● **EXERCISE OBJECTIVE**
Write out the listing verbatim. No pictures belong in it.
↓↓↓
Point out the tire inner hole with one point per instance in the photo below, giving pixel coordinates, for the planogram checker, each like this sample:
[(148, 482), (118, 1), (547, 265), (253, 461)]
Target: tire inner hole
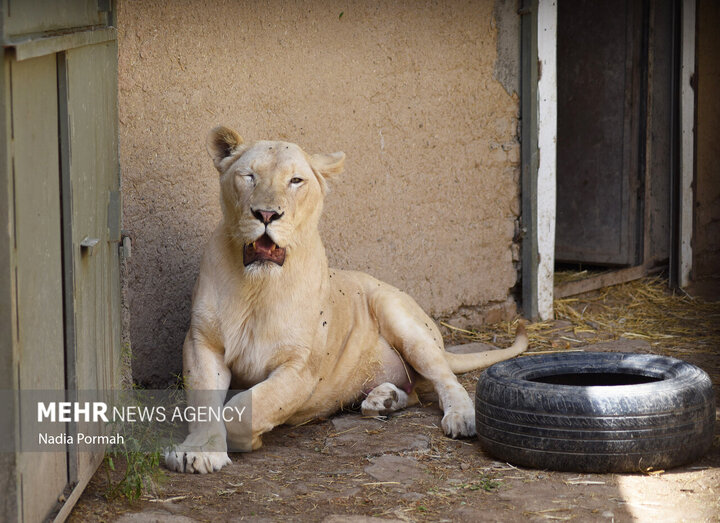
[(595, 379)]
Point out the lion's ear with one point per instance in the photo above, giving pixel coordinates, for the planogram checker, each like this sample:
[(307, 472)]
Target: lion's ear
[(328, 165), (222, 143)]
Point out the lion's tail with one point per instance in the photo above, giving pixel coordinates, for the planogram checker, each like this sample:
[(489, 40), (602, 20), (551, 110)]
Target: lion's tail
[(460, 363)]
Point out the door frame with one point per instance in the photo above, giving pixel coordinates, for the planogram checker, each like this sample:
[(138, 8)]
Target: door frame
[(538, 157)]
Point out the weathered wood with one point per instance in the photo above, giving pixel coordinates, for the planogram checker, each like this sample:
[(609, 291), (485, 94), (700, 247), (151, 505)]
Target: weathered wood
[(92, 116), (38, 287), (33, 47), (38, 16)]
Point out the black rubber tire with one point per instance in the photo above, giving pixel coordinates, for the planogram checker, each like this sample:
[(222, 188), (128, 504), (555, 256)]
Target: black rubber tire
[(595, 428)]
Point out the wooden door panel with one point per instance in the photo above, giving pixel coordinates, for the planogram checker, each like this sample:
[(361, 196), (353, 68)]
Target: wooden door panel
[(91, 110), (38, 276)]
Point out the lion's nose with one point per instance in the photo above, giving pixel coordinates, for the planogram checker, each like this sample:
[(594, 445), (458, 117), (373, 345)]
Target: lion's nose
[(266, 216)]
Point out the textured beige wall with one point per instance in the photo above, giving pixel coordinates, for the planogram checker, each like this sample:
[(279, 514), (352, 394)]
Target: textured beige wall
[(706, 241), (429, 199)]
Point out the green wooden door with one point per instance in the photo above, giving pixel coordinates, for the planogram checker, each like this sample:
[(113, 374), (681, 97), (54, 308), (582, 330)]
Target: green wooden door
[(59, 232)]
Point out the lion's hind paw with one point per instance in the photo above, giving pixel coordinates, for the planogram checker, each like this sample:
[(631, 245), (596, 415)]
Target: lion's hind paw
↑↑↑
● **SOLVED EXERCISE**
Point out the tire inner hole with one point per instance in the photo below, giving pixel coordinates, for the planogram checker, each like this sample:
[(148, 482), (118, 1), (547, 265), (253, 461)]
Target: tire inner hole
[(595, 379)]
Point out the lion's ear with one point per instance in the photo above, giving pixel coordinates, for the planogram checker, each like this sample:
[(307, 472)]
Target: lion's ear
[(328, 165), (222, 143)]
Point out the lion's tail with one point per instance in the photo above, giving pixel coordinates, for the planogram checker, each like this sample:
[(489, 40), (602, 20), (551, 110)]
Target: lion's tail
[(460, 363)]
Point out the door frame with one point per instance in the photo above, giving pixel coordinates, for the planogram checker, each like this sample:
[(138, 8)]
Target: door frame
[(538, 157)]
Point out the weathered wood with one point per instance in the photo above, giving pixel coordinates, for the planogram checker, each like this sample:
[(609, 291), (485, 94), (700, 247), (151, 505)]
Target: weathered wood
[(92, 116), (38, 287), (33, 47), (38, 16)]
Point out the black rubber tire with one point per instance in the photo above, giving pixel coordinates, for the planogram checker, each like this sample:
[(222, 188), (128, 504), (555, 256)]
Target: black rubber tire
[(595, 428)]
Point out the wooden door panel with one point per instance in the photo above, giving pixel coordinates, for the planogram checker, each like this sample:
[(361, 196), (353, 68)]
Target: wooden door panel
[(91, 110), (38, 276)]
Point out the lion's nose with one point per instance in the photo above, giving pixel coordinates, for the planogram checker, each like this sample:
[(594, 445), (458, 117), (373, 345)]
Target: lion's nose
[(266, 216)]
Point out the textured beige wall with one point per instance in the photo above, giving pixel coordinates, for the planogram checker, each like this sample:
[(279, 514), (352, 394)]
Target: textured beige wall
[(706, 241), (429, 199)]
Point out the green wooden door with one point per instance in the photo above, giving pixel coordinates, for the planogram checker, each like this sample:
[(113, 374), (681, 97), (54, 308), (582, 330)]
Target: green wooden door
[(59, 232)]
Point out the lion's hind paw with one point per instance in the photo above, giving pixel coordinates, for the planogram checker, each like this sample:
[(631, 245), (596, 415)]
Target: lion's hind paw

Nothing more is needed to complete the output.